## Written request:
Count the lines in the listing below that contain the string "field", and state only that number.
>>>
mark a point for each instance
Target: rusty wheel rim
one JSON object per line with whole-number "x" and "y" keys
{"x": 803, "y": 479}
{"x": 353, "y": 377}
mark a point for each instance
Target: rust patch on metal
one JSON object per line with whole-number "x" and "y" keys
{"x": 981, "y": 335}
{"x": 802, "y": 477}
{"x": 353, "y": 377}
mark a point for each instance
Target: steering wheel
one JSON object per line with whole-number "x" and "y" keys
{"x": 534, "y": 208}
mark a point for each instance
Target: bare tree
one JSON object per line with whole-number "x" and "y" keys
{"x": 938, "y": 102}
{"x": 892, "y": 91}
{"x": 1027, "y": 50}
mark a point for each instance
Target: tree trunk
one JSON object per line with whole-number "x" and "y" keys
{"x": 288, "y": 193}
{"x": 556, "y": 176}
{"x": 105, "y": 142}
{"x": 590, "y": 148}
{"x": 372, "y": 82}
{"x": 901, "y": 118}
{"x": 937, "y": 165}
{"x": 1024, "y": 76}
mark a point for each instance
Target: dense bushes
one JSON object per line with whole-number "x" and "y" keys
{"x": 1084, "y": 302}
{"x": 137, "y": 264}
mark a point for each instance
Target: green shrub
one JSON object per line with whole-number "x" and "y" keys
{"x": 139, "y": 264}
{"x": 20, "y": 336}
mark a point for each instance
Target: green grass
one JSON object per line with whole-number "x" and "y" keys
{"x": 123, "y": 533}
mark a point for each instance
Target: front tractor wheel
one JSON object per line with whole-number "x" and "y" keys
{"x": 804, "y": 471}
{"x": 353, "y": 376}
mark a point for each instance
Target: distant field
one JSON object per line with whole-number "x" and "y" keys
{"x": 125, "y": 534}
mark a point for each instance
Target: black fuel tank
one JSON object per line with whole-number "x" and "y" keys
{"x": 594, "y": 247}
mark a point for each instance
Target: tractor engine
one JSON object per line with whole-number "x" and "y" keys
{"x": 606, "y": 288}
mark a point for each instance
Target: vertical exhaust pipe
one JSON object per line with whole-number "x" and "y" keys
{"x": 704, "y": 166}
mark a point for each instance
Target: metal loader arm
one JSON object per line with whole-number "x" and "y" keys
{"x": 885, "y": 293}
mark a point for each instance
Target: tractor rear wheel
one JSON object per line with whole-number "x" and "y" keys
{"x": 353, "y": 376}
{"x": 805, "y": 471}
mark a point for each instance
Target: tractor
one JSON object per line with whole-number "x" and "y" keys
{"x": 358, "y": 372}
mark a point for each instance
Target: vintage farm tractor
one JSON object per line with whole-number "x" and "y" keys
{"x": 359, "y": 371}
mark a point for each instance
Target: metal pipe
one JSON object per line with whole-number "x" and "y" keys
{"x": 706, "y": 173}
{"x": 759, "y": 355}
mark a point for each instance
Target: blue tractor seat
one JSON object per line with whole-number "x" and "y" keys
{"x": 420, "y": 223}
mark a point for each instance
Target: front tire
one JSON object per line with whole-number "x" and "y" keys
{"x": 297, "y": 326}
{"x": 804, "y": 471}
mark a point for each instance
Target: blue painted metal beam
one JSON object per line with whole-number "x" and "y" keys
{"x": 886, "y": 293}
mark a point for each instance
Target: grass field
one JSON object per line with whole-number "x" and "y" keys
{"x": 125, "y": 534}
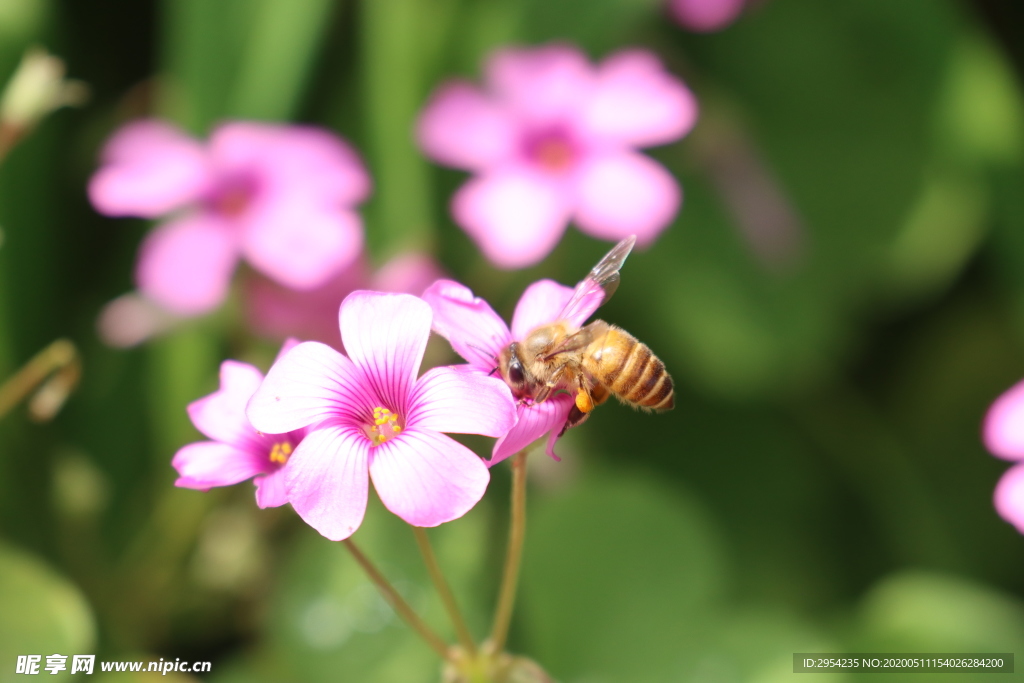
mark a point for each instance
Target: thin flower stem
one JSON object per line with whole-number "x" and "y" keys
{"x": 60, "y": 359}
{"x": 444, "y": 590}
{"x": 517, "y": 532}
{"x": 397, "y": 602}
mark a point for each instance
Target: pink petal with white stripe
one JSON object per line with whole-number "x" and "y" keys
{"x": 626, "y": 194}
{"x": 385, "y": 336}
{"x": 535, "y": 421}
{"x": 461, "y": 400}
{"x": 221, "y": 416}
{"x": 148, "y": 169}
{"x": 327, "y": 479}
{"x": 310, "y": 383}
{"x": 515, "y": 216}
{"x": 637, "y": 102}
{"x": 474, "y": 330}
{"x": 208, "y": 464}
{"x": 186, "y": 265}
{"x": 540, "y": 304}
{"x": 427, "y": 478}
{"x": 462, "y": 127}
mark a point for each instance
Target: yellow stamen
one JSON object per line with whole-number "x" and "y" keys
{"x": 281, "y": 452}
{"x": 382, "y": 418}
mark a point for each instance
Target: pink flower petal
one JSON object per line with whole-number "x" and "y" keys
{"x": 385, "y": 336}
{"x": 516, "y": 217}
{"x": 271, "y": 491}
{"x": 327, "y": 479}
{"x": 186, "y": 265}
{"x": 290, "y": 160}
{"x": 209, "y": 464}
{"x": 535, "y": 421}
{"x": 221, "y": 416}
{"x": 300, "y": 245}
{"x": 540, "y": 304}
{"x": 541, "y": 85}
{"x": 462, "y": 127}
{"x": 706, "y": 15}
{"x": 461, "y": 400}
{"x": 626, "y": 194}
{"x": 1004, "y": 428}
{"x": 471, "y": 326}
{"x": 427, "y": 478}
{"x": 310, "y": 383}
{"x": 148, "y": 169}
{"x": 637, "y": 102}
{"x": 1009, "y": 498}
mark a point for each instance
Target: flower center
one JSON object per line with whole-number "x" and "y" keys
{"x": 385, "y": 426}
{"x": 281, "y": 452}
{"x": 553, "y": 151}
{"x": 232, "y": 198}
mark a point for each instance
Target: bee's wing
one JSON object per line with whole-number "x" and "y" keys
{"x": 598, "y": 286}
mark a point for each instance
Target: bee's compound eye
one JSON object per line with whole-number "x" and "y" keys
{"x": 516, "y": 375}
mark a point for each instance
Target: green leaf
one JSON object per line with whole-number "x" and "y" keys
{"x": 41, "y": 612}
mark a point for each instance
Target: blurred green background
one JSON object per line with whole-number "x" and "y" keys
{"x": 840, "y": 299}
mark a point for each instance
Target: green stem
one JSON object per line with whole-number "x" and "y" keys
{"x": 513, "y": 557}
{"x": 397, "y": 602}
{"x": 436, "y": 575}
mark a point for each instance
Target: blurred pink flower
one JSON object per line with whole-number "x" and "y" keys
{"x": 553, "y": 139}
{"x": 478, "y": 335}
{"x": 1004, "y": 435}
{"x": 706, "y": 15}
{"x": 281, "y": 197}
{"x": 369, "y": 415}
{"x": 274, "y": 311}
{"x": 237, "y": 451}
<<<
## Problem solution:
2